## Esercizio 1
Per ciascuna affermazione (a), (b), (c), indica se concorda con l'estratto sugli atteggiamenti «classico» e «moderno». Rispondi sì o no e cita alla lettera le parole decisive del testo.
(a) L'atteggiamento «classico» viene riassunto come padronanza di sé.
(b) La classificazione proposta è presentata come precisa.
(c) L'atteggiamento «moderno» è qualificato come aristocratico.

---

Negli scorsi due post, legati da un sol filo conduttore, abbiamo evidenziato la differenza tra l'atteggiamento che possiamo definire «classico» (stoico, olimpico, patrizio, aristocratico, insomma padrone di sé) e quello che possiamo definire «moderno» (epicureo, pelasgico, plebeo, democratico, insomma vittima di sé). Come ogni classificazione, anche questa è approssimativa, perché potremmo riassumere i due corni dell'alternativa nell'altrettanto classica distinzione tra maschio e femmina, il che - dandosi il caso del maschio effeminato e della femmina mascolinizzata, a prescindere dall'anatomia - rende abbastanza ardua, per esempio, la collocazione del primo corno nel passato e del secondo nel presente.

---

## Esercizio 2
Raccogli dall'elenco ogni riga che contiene la stringa "jersey", distinguendo tra maiuscole e minuscole.

---

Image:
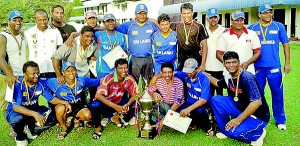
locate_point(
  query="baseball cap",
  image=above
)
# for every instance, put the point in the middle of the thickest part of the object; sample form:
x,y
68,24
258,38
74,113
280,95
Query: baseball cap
x,y
190,65
15,14
237,14
141,8
264,8
108,17
212,12
90,14
66,65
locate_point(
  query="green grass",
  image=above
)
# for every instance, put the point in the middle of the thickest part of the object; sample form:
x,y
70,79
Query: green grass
x,y
128,136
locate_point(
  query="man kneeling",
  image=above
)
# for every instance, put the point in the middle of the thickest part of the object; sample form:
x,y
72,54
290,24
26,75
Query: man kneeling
x,y
244,113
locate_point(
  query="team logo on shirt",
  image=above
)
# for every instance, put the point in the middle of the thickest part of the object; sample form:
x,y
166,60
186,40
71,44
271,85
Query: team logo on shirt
x,y
135,32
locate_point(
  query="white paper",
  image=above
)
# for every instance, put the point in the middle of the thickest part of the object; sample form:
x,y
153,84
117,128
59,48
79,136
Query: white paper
x,y
173,120
113,55
9,93
92,66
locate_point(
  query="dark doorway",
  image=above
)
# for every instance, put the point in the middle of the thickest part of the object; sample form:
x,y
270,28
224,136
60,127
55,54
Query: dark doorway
x,y
293,22
227,20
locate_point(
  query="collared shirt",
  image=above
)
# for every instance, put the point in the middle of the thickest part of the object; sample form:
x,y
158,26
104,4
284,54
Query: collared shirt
x,y
172,93
113,91
248,91
197,88
270,49
105,46
139,37
165,47
16,57
29,99
244,45
72,54
42,45
71,94
197,34
212,63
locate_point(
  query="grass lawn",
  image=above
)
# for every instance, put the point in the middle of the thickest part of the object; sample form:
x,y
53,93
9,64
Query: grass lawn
x,y
128,136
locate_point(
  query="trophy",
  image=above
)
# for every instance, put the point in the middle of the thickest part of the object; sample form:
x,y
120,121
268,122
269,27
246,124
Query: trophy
x,y
146,103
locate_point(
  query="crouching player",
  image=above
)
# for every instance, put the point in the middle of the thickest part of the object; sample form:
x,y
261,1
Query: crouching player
x,y
70,92
25,110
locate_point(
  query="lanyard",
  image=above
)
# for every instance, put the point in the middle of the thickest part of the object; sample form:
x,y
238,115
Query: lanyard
x,y
19,43
27,91
112,45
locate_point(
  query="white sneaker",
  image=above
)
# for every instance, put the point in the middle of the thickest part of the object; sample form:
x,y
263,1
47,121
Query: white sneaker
x,y
281,126
21,142
104,122
260,140
221,135
28,133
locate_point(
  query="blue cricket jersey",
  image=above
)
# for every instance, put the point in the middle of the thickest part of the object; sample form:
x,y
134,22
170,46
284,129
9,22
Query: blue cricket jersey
x,y
104,47
270,50
72,95
196,89
21,97
139,37
165,47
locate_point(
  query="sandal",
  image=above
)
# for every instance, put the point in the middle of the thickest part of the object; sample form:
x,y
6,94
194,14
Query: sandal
x,y
62,134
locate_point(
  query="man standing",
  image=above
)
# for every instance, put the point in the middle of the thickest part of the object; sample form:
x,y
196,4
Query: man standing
x,y
70,92
111,97
192,38
268,65
213,65
243,114
42,43
241,40
81,52
108,40
139,33
25,110
197,96
167,92
58,22
165,43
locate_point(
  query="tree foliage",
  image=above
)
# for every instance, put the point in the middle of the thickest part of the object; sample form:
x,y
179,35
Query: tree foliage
x,y
27,7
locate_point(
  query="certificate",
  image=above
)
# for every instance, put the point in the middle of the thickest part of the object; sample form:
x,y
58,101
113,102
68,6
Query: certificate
x,y
113,55
173,120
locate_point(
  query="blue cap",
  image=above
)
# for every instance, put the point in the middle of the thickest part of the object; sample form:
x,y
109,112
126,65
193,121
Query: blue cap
x,y
237,14
141,8
264,8
190,65
66,65
212,12
15,14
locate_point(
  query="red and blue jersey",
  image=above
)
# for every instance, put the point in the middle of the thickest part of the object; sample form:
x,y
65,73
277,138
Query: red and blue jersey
x,y
71,94
196,88
275,34
165,47
28,96
139,37
105,46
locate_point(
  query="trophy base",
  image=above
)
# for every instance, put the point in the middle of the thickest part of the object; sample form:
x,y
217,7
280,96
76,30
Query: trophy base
x,y
148,134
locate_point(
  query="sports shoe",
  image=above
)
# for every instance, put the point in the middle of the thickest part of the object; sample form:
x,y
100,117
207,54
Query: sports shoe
x,y
260,140
221,135
21,142
105,122
281,126
28,133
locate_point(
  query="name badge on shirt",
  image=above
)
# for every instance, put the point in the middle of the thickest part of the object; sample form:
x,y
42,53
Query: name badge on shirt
x,y
273,32
149,31
172,43
135,32
158,43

---

## Risposta corretta 1
(a) Sì: "insomma padrone di sé".
(b) No: "Come ogni classificazione, anche questa è approssimativa".
(c) No: "(epicureo, pelasgico, plebeo, democratico, insomma vittima di sé)".

## Risposta corretta 2
  query="blue cricket jersey",
Query: blue cricket jersey
  query="red and blue jersey",
Query: red and blue jersey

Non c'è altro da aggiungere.